(WORKING DATA):

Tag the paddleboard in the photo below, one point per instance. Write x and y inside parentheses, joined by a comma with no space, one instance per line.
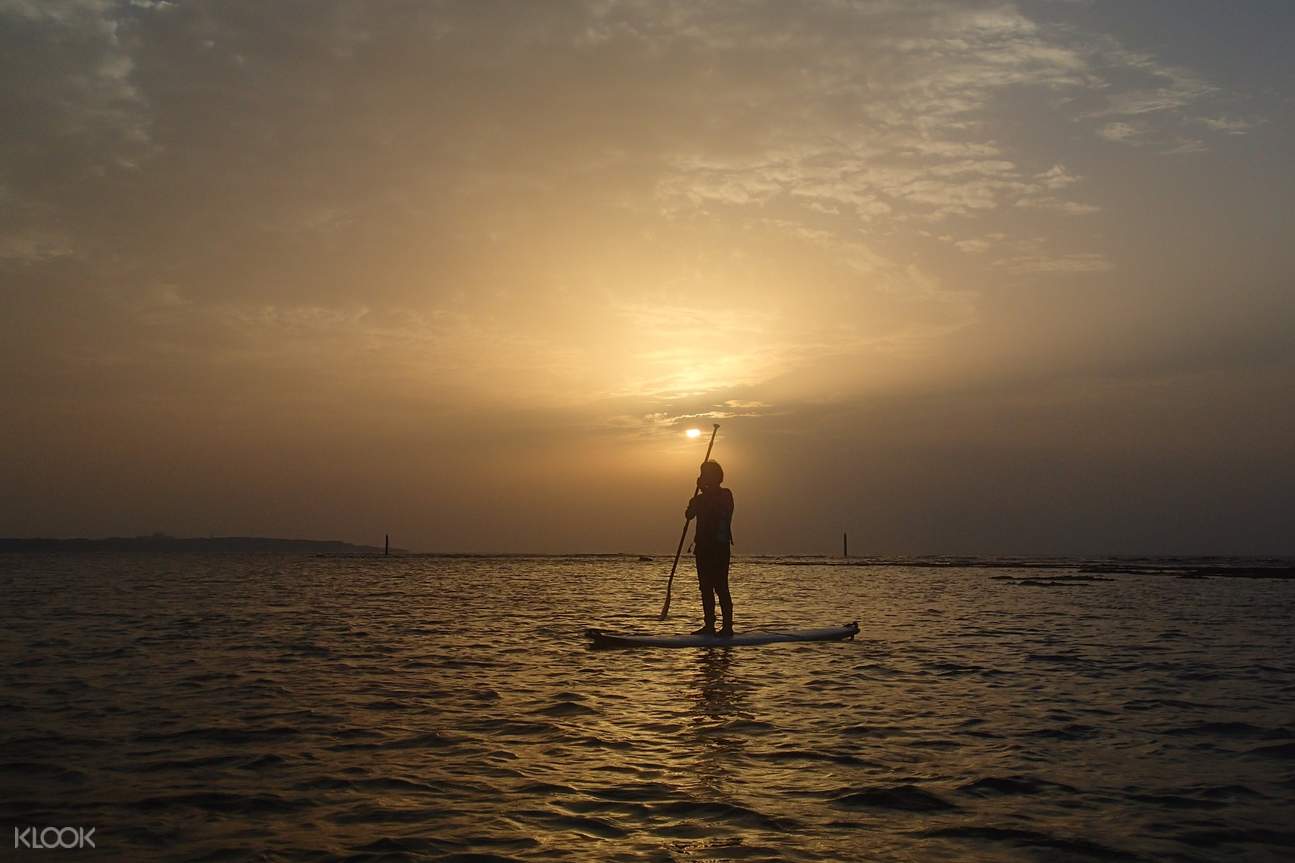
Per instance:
(602,639)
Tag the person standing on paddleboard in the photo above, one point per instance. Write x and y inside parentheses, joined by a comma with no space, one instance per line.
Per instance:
(712,507)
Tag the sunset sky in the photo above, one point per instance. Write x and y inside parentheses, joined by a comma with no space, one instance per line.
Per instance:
(968,277)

(PROBLEM STATEMENT): Take the listing and print it again exactly, but without any pictures.

(RESULT BELOW):
Tag the paddleboard in the photo below, one point per instance. Write x and y inside parentheses, joined by a comma with no space, one instance per line.
Per instance:
(602,639)
Tag the person standing on paddleboard in the photo above, one point per instance. Write x and y inside parentheses, joined by a comma with no space, one instance per line.
Per instance:
(712,507)
Tag the sunset sky in the photo above, one point per instance. Write x and y inside parentheses, joined by a comma with no space, one instance per line.
Per instance:
(968,277)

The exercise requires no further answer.